──────── DATA SHOWN

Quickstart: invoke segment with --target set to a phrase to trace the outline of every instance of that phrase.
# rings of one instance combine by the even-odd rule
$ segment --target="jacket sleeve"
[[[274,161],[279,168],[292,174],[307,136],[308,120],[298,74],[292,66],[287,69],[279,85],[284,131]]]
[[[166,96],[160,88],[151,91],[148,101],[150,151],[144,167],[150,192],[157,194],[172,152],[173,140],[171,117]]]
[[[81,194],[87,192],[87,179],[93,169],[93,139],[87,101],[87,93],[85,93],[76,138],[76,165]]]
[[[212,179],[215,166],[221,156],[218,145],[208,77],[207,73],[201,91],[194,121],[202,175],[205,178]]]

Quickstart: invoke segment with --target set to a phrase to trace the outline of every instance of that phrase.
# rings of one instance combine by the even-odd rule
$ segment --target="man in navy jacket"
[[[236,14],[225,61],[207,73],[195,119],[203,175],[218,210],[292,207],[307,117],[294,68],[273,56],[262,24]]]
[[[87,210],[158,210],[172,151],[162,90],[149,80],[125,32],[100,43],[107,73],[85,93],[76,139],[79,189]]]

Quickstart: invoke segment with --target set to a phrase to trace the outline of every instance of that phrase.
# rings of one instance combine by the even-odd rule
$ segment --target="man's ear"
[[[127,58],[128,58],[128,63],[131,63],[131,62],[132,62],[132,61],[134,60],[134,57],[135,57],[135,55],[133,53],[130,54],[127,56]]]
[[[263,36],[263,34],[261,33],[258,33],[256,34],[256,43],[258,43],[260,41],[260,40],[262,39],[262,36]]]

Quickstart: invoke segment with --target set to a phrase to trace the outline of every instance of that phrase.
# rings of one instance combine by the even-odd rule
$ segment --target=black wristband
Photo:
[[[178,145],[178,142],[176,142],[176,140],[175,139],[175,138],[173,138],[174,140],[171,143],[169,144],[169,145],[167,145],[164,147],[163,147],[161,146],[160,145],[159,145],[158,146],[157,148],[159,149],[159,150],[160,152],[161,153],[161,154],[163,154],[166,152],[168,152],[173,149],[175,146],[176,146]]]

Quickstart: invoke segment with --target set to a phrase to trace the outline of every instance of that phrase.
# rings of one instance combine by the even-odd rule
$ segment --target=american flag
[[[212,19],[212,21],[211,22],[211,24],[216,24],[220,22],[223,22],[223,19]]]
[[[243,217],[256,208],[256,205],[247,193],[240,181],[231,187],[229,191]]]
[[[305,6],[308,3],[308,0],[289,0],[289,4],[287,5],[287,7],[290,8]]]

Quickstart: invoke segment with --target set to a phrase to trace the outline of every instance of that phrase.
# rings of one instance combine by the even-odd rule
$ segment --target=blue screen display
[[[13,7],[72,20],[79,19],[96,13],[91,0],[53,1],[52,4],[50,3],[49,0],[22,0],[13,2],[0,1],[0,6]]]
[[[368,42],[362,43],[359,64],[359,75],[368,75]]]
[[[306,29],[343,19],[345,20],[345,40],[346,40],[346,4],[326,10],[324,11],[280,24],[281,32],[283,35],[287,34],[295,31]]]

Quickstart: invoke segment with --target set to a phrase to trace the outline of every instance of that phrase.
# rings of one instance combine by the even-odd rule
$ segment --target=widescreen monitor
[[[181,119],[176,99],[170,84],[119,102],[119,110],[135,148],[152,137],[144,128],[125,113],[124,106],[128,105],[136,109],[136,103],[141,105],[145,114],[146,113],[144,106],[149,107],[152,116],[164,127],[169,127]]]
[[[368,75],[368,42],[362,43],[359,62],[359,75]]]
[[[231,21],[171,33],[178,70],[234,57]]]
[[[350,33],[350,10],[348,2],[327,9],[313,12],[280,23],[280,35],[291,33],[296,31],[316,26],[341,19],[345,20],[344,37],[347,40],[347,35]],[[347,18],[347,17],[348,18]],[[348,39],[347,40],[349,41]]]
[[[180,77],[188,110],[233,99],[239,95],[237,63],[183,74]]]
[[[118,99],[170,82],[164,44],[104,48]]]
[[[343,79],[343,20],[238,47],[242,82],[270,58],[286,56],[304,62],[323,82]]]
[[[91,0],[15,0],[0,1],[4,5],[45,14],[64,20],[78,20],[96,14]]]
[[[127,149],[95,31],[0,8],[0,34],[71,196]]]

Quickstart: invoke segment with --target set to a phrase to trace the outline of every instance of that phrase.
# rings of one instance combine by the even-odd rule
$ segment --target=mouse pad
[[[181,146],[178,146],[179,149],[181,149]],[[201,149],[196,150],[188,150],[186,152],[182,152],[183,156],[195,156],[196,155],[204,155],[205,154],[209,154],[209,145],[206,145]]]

────────────────

# GIVEN PROBLEM
Return every line of the items above that contains the string "jacket", matching case exactly.

# EXERCISE SOLUTION
$ segment --target="jacket sleeve"
$ segment --target="man in navy jacket"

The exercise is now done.